• [Work instructions] In the piece on Zion's Search and Rescue Team below, reproduce everything from "As an integral" down to "to emergency calls." word for word.

--- Text provided ---

Answering a Call from Zion’s First Responders
In 2018, Zion’s world-class Search and Rescue (SAR) Team responded to 111 urgent calls for help from park guests. When distress calls from adventure-seeking visitors require Rangers to enter frigid water, scale or rappel sheer cliffs, and approach extreme conditions, Zion activates its Technical Search and Rescue Team, who save more than 100 individuals, families, and groups from treacherous situations each year. Zion’s SAR Team is constantly training and dedicates hundreds of hours to advance their expertise as responders to heart attacks, broken ankles, and life-threatening exposure in Zion’s vertical terrain.
As an integral part of their preparation, each winter the Zion SAR Team hosts an advanced training course, bringing the industry’s leading experts in technical rescue to simulate emergency situations and teach state-of-the-art skills. Without an established training facility, SAR Team Members learn new techniques and orient with advanced equipment on the rocky cliffs and gaping voids above the park, raising persistent safety concerns, cutting into valuable training time, and reducing participation as some Team Members are required to stay in the front-country so they’re ready to respond to emergency calls.

--- Information given ---

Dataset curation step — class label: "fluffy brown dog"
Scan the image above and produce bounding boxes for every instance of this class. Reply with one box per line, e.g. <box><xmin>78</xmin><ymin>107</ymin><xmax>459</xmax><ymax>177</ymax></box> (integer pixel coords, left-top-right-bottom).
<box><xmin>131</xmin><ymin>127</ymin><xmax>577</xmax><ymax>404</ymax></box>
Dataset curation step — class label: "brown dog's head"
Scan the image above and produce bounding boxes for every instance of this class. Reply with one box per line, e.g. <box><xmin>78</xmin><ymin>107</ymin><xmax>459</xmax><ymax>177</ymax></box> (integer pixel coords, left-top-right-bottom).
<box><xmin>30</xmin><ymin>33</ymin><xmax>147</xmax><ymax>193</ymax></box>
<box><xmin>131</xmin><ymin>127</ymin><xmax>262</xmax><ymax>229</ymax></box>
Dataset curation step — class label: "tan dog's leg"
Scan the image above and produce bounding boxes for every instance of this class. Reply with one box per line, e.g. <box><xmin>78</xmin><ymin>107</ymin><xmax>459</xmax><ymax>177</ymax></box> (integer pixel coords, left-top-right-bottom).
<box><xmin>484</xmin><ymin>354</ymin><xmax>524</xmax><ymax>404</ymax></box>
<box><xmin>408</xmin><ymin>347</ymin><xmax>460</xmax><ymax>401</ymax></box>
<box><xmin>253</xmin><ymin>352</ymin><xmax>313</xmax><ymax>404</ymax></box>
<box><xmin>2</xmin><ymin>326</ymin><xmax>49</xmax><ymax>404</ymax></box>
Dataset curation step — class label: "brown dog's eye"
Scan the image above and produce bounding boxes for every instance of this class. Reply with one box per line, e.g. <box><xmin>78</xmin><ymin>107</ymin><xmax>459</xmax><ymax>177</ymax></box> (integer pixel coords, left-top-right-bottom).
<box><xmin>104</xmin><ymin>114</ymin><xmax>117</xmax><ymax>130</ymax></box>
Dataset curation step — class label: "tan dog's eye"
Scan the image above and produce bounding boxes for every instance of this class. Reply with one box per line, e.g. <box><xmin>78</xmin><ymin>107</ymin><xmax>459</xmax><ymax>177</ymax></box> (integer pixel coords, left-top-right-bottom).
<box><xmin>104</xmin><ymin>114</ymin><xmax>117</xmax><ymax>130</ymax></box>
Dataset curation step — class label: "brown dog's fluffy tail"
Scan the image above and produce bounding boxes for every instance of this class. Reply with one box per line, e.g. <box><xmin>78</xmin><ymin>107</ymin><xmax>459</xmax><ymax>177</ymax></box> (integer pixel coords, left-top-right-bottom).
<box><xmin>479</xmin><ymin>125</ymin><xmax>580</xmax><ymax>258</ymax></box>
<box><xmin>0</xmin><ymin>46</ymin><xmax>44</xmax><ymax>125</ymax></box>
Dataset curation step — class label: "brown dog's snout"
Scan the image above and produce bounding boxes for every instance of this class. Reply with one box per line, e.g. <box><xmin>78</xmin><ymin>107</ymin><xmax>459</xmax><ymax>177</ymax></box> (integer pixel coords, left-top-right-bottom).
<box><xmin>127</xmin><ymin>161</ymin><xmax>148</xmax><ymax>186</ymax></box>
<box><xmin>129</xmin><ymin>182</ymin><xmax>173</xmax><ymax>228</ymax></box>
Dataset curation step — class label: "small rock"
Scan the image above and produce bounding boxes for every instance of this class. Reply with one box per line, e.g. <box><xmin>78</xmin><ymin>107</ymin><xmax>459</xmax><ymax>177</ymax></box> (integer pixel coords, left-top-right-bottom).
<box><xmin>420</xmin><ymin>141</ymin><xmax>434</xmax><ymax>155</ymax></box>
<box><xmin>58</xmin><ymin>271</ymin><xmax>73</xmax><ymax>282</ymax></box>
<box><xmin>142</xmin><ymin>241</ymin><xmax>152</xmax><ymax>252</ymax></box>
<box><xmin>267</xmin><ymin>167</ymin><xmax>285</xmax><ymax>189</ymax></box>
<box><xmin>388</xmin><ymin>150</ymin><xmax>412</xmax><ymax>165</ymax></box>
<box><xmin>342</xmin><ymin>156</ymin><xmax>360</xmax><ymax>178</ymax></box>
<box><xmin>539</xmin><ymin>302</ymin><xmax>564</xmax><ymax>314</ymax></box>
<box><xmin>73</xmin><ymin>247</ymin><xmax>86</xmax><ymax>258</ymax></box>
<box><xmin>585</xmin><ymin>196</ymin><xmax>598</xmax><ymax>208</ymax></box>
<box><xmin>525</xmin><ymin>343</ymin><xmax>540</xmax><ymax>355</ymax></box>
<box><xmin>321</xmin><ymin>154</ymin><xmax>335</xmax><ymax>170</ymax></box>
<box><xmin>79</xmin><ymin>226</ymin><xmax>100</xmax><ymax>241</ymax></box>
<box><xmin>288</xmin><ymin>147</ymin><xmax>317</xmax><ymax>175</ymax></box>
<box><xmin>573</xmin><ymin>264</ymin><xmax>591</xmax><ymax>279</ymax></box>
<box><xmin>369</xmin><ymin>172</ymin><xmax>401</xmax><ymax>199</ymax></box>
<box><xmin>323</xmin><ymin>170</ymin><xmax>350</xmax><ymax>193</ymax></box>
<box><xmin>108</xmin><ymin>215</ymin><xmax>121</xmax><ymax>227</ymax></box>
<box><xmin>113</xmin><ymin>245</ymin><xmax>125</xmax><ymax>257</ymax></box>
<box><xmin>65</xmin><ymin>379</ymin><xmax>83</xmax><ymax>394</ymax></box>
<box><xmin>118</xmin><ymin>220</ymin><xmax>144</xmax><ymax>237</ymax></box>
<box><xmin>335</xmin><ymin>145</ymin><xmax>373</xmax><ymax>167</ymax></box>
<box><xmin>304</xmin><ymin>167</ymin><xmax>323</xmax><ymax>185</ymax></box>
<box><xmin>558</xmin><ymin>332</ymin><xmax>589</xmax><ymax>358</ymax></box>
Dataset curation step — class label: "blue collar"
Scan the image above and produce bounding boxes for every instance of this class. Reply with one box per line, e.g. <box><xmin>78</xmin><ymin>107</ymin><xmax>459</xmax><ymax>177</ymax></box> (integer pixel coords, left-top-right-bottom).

---

• [Output of the task]
As an integral part of their preparation, each winter the Zion SAR Team hosts an advanced training course, bringing the industry’s leading experts in technical rescue to simulate emergency situations and teach state-of-the-art skills. Without an established training facility, SAR Team Members learn new techniques and orient with advanced equipment on the rocky cliffs and gaping voids above the park, raising persistent safety concerns, cutting into valuable training time, and reducing participation as some Team Members are required to stay in the front-country so they’re ready to respond to emergency calls.